• [Problem 1]
In the Wellington heritage district article, what do these three facts come to?
(a) Which two groups did Michael Michaud's staff report say had expressed support?
(b) How many HCDs are there in Ontario, according to Michaud?
(c) Since what month and year has the proposed designation been in the works?
• [Problem 2]
Can you carry on the Wellington heritage district article from its final sentence?

• [Exercise passage]
Content starts

He noted the guidelines are mandatory.

“It’s important to understand this tool exists, but let’s be careful with how much we use it.”

In his staff report, Michael Michaud, manager of planning, noted support had been received from the Wellington District Business Association and Prince Edward Heritage Advisory Committee.

With over 100 HCDs in Ontario, Michaud notes, “studies have revealed that property owners have a high degree of satisfaction with the effect of designation on their property values and economic development within the district.”

“HCDs are essentially an expression of what local residents want to conserve,” he said. “In practice, an HCD is a tool used by communities to help manage change in ways that conserve and enhance those aspects of a place that local people most value.”

Michaud said a HCD plan encourages development, “but of a compatible kind.”

While the pandemic hampered in-person public meetings, something that was noted by some of the comments received from members of the public at the last public (virtual) meeting, Michaud noted in his report some people were not even aware of the plan to designate a portion of Wellington under the HCD plan until recently.

“There was discussion about potentially delaying completion of the HCD plan to allow more time for public consultation, but this option was considered problematic for two reasons,” noted Michaud. “First, despite a significant gap in the project timeline due to the pandemic, there has been ample consultation in terms of the number of meetings and responses to emails and phone calls, much more than is required under the Ontario Heritage Act.”

The proposed designation has been in the works for a couple of years, since July 2019, and this meeting came on the heels of a lengthy virtual public meeting in early May that garnered significant public input and concerns. The first public meeting, also virtual, took place in November 2021.

“Based on comments received, there is general support for district designation,” noted Michaud’s report.

It was noted some property owners were concerned about the plan’s potential impact on their ability to alter their properties.

Comments from the public and PEHAC have been reviewed with the draft HCD plan has been edited, where appropriate, to provide clarity and context to it policies and guidelines, under the Ontario Heritage Act.

Further, it was noted how time is of the essence, most notably because of the developments currently underway for lands north of the Millennium Trail.

Content ends

• [Data provided]
Content starts

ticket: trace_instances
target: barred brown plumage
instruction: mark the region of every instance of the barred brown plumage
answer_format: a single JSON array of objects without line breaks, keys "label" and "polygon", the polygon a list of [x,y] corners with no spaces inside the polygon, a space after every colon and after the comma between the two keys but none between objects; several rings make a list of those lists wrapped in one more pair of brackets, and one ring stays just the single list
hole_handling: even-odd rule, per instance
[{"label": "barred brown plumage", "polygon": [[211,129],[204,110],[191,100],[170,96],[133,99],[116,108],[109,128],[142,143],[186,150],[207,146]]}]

Content ends

• [Exercise output 1]
(a) The Wellington District Business Association and the Prince Edward Heritage Advisory Committee.
(b) Over 100.
(c) July 2019.

• [Exercise output 2]
“Critical decisions are pending for such matters as road and sewer upgrades and these upgrades could have a direct impact on the heritage attributes of the proposed district,” Michaud said.

While there appeared to be no overall outright objection to the proposed Wellington Heritage Conservation District plan, there was concern over some sections and some wording, especially the extensive use of the word “shall”.

“The plan is overreaching and under-consulted,” said Lourdes Da Costa. “The concept for a heritage plan for Wellington is good, but this plan as currently drafted is not; it is not ready. Its intentions and consequences need to be properly communicated to the property owners that it will impact.”

Evan Nash noted the position of the Wellington District Business Association is to delay the decision regarding the Wellington HCD plan due to the lack of opportunity for public input.

Dan Leeming said due process has been followed with information meetings, including one-on-one meetings.

“I don’t think the specific interests of a few should be allowed to over-rule the greater good of the broader community,” said Leeming. “Deferral is basically paramount to a denial of the HCD.”

Simon Fish said the proposal deserves proper recognition. “I urge you to adopt the process today, “ he said.

Diane Riley said she strongly endorsed the HCD, noting due process has been followed.

“We want to ensure a healthy liveable community for all those who live in our historic village,” said Riley. “It is not just about money, it is about a quality of life and ensuring the future for all. Wellington will not be frozen in the past; this heritage plan gives new direction and avenues for creativity.”